→ Exercise input
────────────────────

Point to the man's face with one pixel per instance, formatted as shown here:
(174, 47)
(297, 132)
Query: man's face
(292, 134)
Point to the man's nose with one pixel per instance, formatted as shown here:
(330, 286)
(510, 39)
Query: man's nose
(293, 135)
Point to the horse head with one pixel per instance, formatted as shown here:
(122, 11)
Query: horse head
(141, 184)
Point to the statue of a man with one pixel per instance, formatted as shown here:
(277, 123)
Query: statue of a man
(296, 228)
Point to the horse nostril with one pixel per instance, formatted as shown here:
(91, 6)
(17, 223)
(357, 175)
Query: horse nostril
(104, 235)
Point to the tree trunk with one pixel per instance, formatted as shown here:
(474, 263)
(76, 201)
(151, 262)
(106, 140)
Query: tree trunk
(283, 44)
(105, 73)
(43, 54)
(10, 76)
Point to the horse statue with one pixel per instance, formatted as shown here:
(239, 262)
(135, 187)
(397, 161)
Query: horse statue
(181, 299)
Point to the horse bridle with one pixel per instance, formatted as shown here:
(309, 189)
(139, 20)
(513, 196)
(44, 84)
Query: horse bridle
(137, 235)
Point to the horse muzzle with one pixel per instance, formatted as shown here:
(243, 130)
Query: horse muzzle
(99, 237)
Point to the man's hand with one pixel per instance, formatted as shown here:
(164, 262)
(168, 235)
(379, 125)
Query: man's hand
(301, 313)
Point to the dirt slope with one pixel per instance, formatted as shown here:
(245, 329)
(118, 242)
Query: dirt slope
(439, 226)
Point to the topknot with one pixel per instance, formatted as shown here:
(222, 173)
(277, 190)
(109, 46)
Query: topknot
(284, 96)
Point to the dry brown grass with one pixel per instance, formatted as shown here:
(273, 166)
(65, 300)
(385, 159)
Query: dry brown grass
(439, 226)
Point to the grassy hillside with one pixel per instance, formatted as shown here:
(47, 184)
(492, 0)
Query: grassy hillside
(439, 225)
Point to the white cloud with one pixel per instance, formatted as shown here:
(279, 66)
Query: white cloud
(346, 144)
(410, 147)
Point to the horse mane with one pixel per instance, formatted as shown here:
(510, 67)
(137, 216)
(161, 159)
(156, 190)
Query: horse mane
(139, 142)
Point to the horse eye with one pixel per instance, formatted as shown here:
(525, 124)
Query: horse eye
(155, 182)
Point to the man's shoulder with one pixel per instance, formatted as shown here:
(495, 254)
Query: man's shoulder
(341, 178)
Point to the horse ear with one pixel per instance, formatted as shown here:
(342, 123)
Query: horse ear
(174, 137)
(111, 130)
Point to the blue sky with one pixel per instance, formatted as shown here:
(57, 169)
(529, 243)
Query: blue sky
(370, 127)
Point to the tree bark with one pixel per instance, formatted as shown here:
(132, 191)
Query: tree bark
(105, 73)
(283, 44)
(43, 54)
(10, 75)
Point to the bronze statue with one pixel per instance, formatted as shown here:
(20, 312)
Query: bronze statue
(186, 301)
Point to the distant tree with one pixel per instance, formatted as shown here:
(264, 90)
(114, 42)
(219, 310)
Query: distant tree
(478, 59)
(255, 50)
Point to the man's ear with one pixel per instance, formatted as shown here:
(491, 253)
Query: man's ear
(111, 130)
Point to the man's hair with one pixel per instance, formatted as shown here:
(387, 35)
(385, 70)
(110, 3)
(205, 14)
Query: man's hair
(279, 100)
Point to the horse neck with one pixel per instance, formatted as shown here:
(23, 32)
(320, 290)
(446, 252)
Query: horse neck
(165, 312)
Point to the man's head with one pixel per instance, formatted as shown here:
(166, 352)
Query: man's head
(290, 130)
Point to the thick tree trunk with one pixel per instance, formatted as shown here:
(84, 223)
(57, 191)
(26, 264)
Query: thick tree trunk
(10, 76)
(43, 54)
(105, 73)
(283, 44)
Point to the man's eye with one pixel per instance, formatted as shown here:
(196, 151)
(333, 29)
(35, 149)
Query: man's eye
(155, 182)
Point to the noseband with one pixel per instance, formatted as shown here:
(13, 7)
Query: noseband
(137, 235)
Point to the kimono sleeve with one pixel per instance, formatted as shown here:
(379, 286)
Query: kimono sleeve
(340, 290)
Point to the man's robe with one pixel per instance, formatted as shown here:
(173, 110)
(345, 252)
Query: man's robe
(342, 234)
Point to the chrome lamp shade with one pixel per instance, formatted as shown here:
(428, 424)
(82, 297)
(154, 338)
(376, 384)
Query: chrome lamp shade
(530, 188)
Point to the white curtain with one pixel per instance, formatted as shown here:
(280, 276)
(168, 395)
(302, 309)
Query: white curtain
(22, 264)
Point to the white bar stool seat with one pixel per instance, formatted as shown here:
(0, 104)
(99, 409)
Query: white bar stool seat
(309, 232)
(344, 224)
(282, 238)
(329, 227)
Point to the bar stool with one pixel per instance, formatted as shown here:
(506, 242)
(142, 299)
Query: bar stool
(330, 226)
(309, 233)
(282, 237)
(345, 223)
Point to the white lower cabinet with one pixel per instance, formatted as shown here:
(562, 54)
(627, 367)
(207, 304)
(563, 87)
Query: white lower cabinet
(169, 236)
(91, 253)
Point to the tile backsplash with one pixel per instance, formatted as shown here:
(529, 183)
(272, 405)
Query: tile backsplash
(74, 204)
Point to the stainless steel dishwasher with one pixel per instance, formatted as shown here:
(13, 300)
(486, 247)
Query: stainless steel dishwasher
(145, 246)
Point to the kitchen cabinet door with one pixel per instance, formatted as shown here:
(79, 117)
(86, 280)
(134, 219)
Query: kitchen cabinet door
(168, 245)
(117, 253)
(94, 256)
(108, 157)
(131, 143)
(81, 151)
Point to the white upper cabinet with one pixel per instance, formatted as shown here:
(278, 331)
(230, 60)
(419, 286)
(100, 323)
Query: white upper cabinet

────────────────────

→ Exercise details
Take each record above and return it verbatim.

→ Result for this exercise
Point to the man's face with one pixel per instance, formatted as shown here:
(174, 47)
(297, 132)
Query: man's face
(292, 134)
Point to the man's nose with one pixel per instance, formatted as shown here:
(330, 286)
(510, 39)
Query: man's nose
(293, 135)
Point to the horse head with one pixel per instance, formatted as shown here:
(122, 11)
Query: horse head
(141, 184)
Point to the statue of a man with one pixel per instance, formatted as shown here:
(277, 123)
Query: statue of a man
(296, 228)
Point to the horse nostril with one pixel per instance, formatted as shown here:
(91, 6)
(17, 223)
(357, 175)
Query: horse nostril
(104, 235)
Point to the tree trunk with one pixel per instance, formatted as shown here:
(474, 263)
(76, 201)
(151, 262)
(106, 140)
Query: tree trunk
(283, 44)
(105, 73)
(43, 54)
(10, 76)
Point to the horse statue with one pixel per instance, formatted as shown here:
(239, 262)
(135, 187)
(397, 161)
Query: horse statue
(181, 299)
Point to the horse bridle with one pixel per instance, formatted as shown here:
(309, 189)
(139, 20)
(513, 196)
(44, 84)
Query: horse bridle
(137, 235)
Point to the horse muzzle with one pixel per instance, formatted as shown here:
(243, 130)
Query: horse muzzle
(99, 237)
Point to the man's hand with one pixel per instance, formatted as shown here:
(164, 262)
(168, 235)
(379, 125)
Query: man's hand
(301, 313)
Point to the dirt slope with one pixel per instance, formatted as shown here:
(245, 329)
(118, 242)
Query: dirt slope
(439, 226)
Point to the topknot with one pixel per instance, formatted as shown here:
(222, 173)
(277, 190)
(109, 46)
Query: topknot
(284, 96)
Point to the dry brown grass with one pixel per instance, formatted as shown here:
(273, 166)
(65, 300)
(385, 159)
Query: dry brown grass
(439, 226)
Point to the grassy hillside with one pixel per instance, formatted as shown here:
(47, 184)
(492, 0)
Query: grassy hillside
(439, 225)
Point to the white cloud with one pixel per instance, formatted as shown here:
(279, 66)
Query: white cloud
(346, 144)
(410, 147)
Point to the horse mane with one pixel per instance, formatted as shown here:
(510, 67)
(137, 216)
(161, 159)
(156, 190)
Query: horse mane
(139, 142)
Point to the horse eye with one pixel per instance, formatted as shown here:
(525, 124)
Query: horse eye
(155, 182)
Point to the man's shoulder with one pixel per instance, formatted as shown here:
(495, 254)
Query: man's shoulder
(341, 178)
Point to the horse ear with one pixel per instance, formatted as shown here:
(342, 123)
Query: horse ear
(174, 137)
(111, 130)
Point to the blue sky with one pixel per instance, formatted as shown here:
(57, 169)
(529, 243)
Query: blue sky
(370, 127)
Point to the tree bark with one pixel per instance, formatted as shown here:
(132, 191)
Query: tree bark
(105, 73)
(283, 44)
(43, 54)
(10, 75)
Point to the bronze statue with one pixel per instance, formatted as shown here:
(20, 312)
Query: bronze statue
(186, 301)
Point to the distant tree with one pixel per instance, formatted as shown here:
(264, 90)
(114, 42)
(219, 310)
Query: distant tree
(478, 59)
(255, 50)
Point to the man's ear with one pixel per instance, formatted as shown here:
(491, 253)
Query: man's ear
(111, 130)
Point to the man's hair with one pixel per instance, formatted as shown here:
(387, 35)
(385, 70)
(110, 3)
(205, 14)
Query: man's hair
(279, 100)
Point to the horse neck with one pixel per instance, formatted as shown here:
(23, 32)
(320, 290)
(446, 252)
Query: horse neck
(165, 312)
Point to the man's head with one pixel per instance, formatted as shown here:
(166, 352)
Query: man's head
(290, 130)
Point to the thick tree trunk with one pixel per instance, formatted as shown here:
(84, 223)
(57, 191)
(26, 264)
Query: thick tree trunk
(10, 76)
(43, 54)
(105, 73)
(283, 44)
Point to the man's eye with one pixel per instance, formatted as shown here:
(196, 151)
(333, 29)
(35, 149)
Query: man's eye
(155, 182)
Point to the noseband with one pixel per instance, formatted as shown here:
(13, 7)
Query: noseband
(137, 235)
Point to the kimono sleeve with one pixel per instance, formatted as shown here:
(379, 286)
Query: kimono sleeve
(340, 290)
Point to the man's robe with one pixel per instance, formatted as shown here:
(173, 110)
(345, 252)
Query: man's robe
(342, 234)
Point to the chrome lamp shade with one pixel per instance, formatted as shown here:
(428, 424)
(82, 297)
(154, 338)
(376, 384)
Query: chrome lamp shade
(530, 188)
Point to the white curtain with one pixel per instance, formatted as shown here:
(280, 276)
(168, 395)
(302, 309)
Query: white curtain
(22, 264)
Point to the white bar stool seat with one pixel per instance, formatted as shown here:
(0, 104)
(99, 409)
Query: white bar stool seat
(309, 232)
(344, 224)
(282, 238)
(329, 227)
Point to the bar stool with one pixel per instance, formatted as shown here:
(506, 242)
(142, 299)
Query: bar stool
(330, 226)
(309, 233)
(282, 237)
(345, 223)
Point to the white lower cabinet with one pixel per instance, formatted as shown here:
(562, 54)
(627, 367)
(207, 304)
(563, 87)
Query: white lower cabinet
(169, 236)
(91, 253)
Point to the tile backsplash with one pixel per instance, formatted as shown here:
(529, 183)
(272, 405)
Query: tile backsplash
(74, 204)
Point to the stainless steel dishwasher with one pixel per instance, formatted as shown here:
(13, 300)
(486, 247)
Query: stainless steel dishwasher
(145, 246)
Point to the kitchen cabinet door with one pixel per instance, formatted as shown here:
(79, 117)
(86, 280)
(134, 219)
Query: kitchen cabinet door
(168, 245)
(117, 253)
(94, 256)
(108, 157)
(131, 143)
(81, 151)
Point to the white upper cabinet with one pixel per instance, formatted as shown here:
(278, 331)
(230, 60)
(419, 286)
(100, 323)
Query: white upper cabinet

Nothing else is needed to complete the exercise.